**The exercise**: Please reproduce the data word for word, starting at the line that contains "wispy cloud? Indicate one point per instance." and ending at the end of the data. Leave the pictures out of your answer.

**Extracted data**:

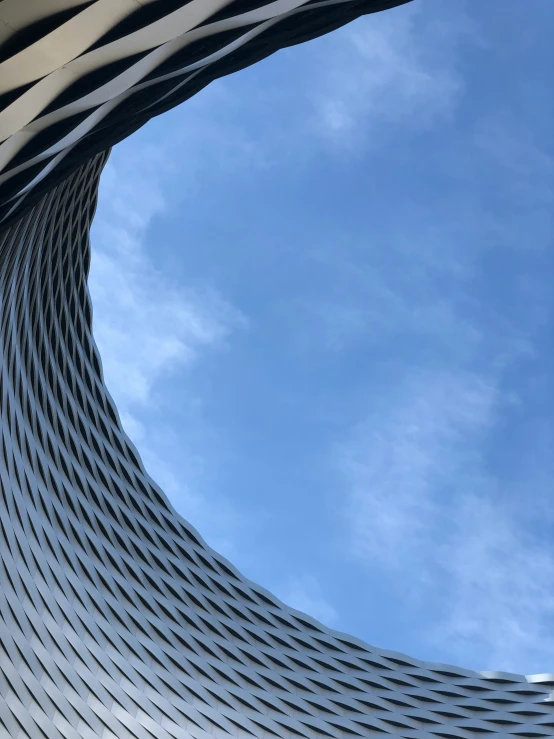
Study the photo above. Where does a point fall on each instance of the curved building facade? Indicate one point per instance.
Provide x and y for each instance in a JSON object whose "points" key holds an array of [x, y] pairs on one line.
{"points": [[116, 620]]}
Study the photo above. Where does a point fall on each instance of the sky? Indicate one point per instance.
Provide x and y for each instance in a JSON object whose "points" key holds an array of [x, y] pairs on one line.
{"points": [[322, 294]]}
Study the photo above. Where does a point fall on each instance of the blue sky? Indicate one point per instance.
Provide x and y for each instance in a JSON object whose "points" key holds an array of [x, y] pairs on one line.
{"points": [[323, 297]]}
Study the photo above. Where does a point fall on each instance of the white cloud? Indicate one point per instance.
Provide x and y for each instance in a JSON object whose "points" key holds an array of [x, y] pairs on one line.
{"points": [[149, 329], [304, 594], [144, 323], [403, 459], [500, 574], [390, 68], [423, 504]]}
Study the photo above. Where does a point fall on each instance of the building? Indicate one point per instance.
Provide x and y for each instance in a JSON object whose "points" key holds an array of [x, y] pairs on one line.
{"points": [[116, 620]]}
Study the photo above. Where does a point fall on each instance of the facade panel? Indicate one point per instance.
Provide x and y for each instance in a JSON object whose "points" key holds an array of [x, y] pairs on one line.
{"points": [[116, 619]]}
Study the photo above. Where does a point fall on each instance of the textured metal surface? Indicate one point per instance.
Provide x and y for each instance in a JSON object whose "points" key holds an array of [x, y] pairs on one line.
{"points": [[79, 77], [116, 620]]}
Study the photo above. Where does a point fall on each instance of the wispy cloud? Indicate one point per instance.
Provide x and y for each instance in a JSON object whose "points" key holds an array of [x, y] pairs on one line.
{"points": [[305, 594], [144, 323], [423, 504], [150, 329], [388, 70]]}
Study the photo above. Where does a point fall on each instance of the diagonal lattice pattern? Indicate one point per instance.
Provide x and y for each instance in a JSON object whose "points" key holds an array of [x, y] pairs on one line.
{"points": [[77, 76], [116, 620]]}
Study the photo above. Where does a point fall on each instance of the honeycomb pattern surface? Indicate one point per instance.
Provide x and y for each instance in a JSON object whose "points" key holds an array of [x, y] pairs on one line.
{"points": [[117, 621]]}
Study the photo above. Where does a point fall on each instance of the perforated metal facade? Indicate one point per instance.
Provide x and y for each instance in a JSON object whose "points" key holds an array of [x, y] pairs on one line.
{"points": [[116, 620]]}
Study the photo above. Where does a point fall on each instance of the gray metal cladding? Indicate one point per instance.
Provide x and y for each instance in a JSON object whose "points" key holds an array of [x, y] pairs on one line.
{"points": [[77, 76], [117, 621]]}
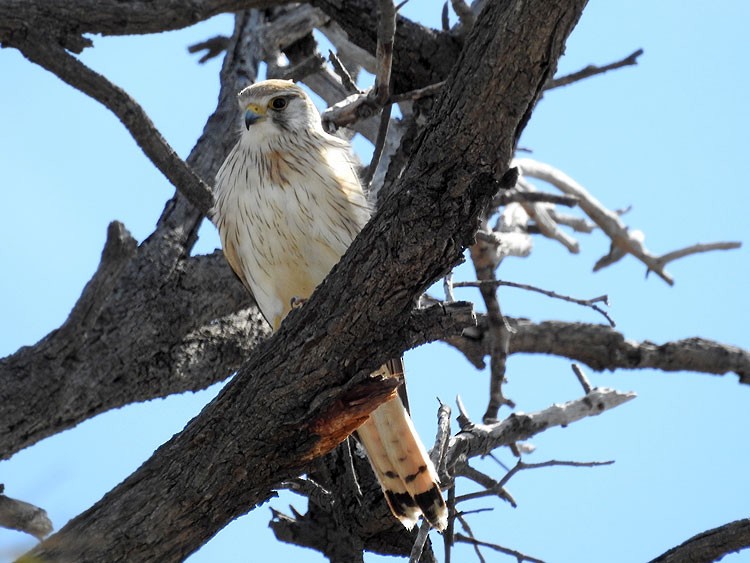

**Response to the exercise**:
Study the photo above. Where does a point fall on each instance of the wispy cloud? Indicate one point per instance.
Provide x and y for each instance in a JSON object whose "points" key holds an array of [x, y] pairs on one line.
{"points": [[305, 594], [144, 323], [423, 504], [150, 329], [388, 70]]}
Study the photo above. Where does a point fall on each instance of the diagonal lattice pattern? Indicate one point per instance.
Provide x and y for each instance in a JSON object whose "points" key holds an array of [x, y] pairs on one line.
{"points": [[77, 76], [116, 620]]}
Study the photo above. Where does a point fall on each instance of the honeycomb pattern surface? Indicate one point per instance.
Provide x and y for each instance in a JSON object whose "points" key holds an array of [x, y] pairs on one line.
{"points": [[117, 621]]}
Study the photo above. Where does a point fall on each instance of the perforated metal facade? Indicate one point per instance.
Provide x and y for each instance in a JSON object whose "points" key holds an array of [x, y] pairs on one line.
{"points": [[116, 620]]}
Study the photo above. Where does a point fall on each instance of the gray metal cladding? Indicate one point per instance.
Provide x and y for each instance in a JSON object whose "points" key holds an array of [x, y] pairs on one line.
{"points": [[77, 76], [117, 621]]}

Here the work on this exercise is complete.